--- STATED PROBLEM 1 ---
Answer these questions about the passage on Issachar, please.
(a) What did Levi come back with after going through seven heavens?
(b) What did Reuben find in the field and bring to his mother Leah?
(c) Which brother killed the men of Shechem?
--- STATED PROBLEM 2 ---
Pick up the passage on Issachar after its last sentence and carry it forward.

--- PASSAGE ---
Parshat Vayechi5 min read

Issachar the Farmer Who Saw God With a Single Eye

Issachar watches his brothers receive visions and kingship, then tells his children he never sinned in all his years of farming. He explains what that cost him.

Curated by Arthur · Told by Maggid ·
Table of Contents
  1. The Least Dramatic Brother
  2. The Strange Birth
  3. The Single Eye
  4. The Claim He Actually Made

The Least Dramatic Brother

Levi went through seven heavens and came back with the priesthood. Judah caught wild animals with his bare hands and was promised the royal line. Reuben confessed the worst sin a firstborn could commit. Dan admitted he had spent his whole life planning to murder Joseph. Naphtali ran faster than any man alive. Simeon killed the men of Shechem.

Issachar farmed.

He grew grain and gave tithes and traded with the Canaanites when it was necessary and went home to his wife and his sons. His life did not generate the kind of material that gets written down. He had not ascended. He had not descended. He had not committed any act dramatic enough to require a public confession at the end of his life.

When his time came to call his sons together and tell them everything, Issachar began with his birth, which was strange, and ended with a claim that none of his brothers had been able to make.

The Strange Birth

He had started as a transaction. Reuben had found mandrakes in the field and brought them to his mother Leah. Rachel wanted them desperately, because the Lord had not yet given her children, and mandrakes were known to aid fertility. Leah would not give them up. A bargain was struck: Rachel would receive the mandrakes, and Leah would have Jacob that night.

Jacob came home from the fields and Leah went out to meet him and said: you must come to me, for I have hired you with my son's mandrakes. He went with her. God heard Leah and she conceived Issachar. He was the child of a fertility transaction, purchased from a sister with a plant, born from a mother who had bartered her husband's attention for the very herbs associated with fertility.

--- PROVIDED RECORDS ---
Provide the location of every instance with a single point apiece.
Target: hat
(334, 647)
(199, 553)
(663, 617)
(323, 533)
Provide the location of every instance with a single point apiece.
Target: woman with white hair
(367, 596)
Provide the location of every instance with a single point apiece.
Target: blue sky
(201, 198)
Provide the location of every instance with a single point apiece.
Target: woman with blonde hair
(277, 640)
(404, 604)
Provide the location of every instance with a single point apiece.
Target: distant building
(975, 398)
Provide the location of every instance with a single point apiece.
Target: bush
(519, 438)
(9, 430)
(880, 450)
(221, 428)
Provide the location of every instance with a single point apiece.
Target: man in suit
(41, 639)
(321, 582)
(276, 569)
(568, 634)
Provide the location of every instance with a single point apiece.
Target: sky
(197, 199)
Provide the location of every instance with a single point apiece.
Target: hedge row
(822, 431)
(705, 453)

--- EXPECTED OUTPUT 1 ---
(a) The priesthood.
(b) Mandrakes.
(c) Simeon.

--- EXPECTED OUTPUT 2 ---
He grew up understanding that he had been wanted, bargained for, that his existence was the result of his mother's desire rather than accident. He grew up to be a farmer. A careful one. A methodical one. A man who paid his tithes and went home.

The Single Eye

The teaching Issachar wanted to leave his children was about how he had managed it. I was the first to labor in the land, he told them, and I never had leisure for frivolity or frolicking. In toil I spent all my life and never turned aside from what was good.

The term the tradition uses for his way of life is single-mindedness: the single eye. Not simplicity in the sense of stupidity, but singleness of focus in the sense of an undivided attention that never allowed a second competing desire to take root alongside the first one. He wanted to work the land and fear God and give what was required to the poor. He did not want other things badly enough to be pulled toward them.

He knew other men were pulled. He had watched Dan spend his life in hatred. He had watched Reuben's desire overwhelm his judgment. He had watched Judah at the crossroads give his signet and staff to the first veiled woman he encountered. He understood that what separated his life from theirs was not virtue exactly but architecture: his desires were arranged in a single direction and had never needed the kind of corrective force that their desires had needed.

The Claim He Actually Made

The specific claim in the Testament of Issachar is extraordinary by the standards of the other testaments. I never sinned, he told his children. Not: I tried not to sin. Not: I repented when I sinned. Never, in all my years, against my father, against my mother, against my wife, against another person. He was not boasting. He said it as a description of the outcome of the single eye: when the focus is undivided, the apertures through which sin enters are closed from lack of use.

The Dan confession came immediately after Issachar's in the arrangement of the Testaments, and its opening was almost a direct response: Dan admitted that in his heart he had resolved the death of Joseph from the day Joseph was sold. The contrast was deliberate. Dan: fractured attention, hatred as a constant companion. Issachar: single eye, no room in the architecture for the thing that destroyed Dan.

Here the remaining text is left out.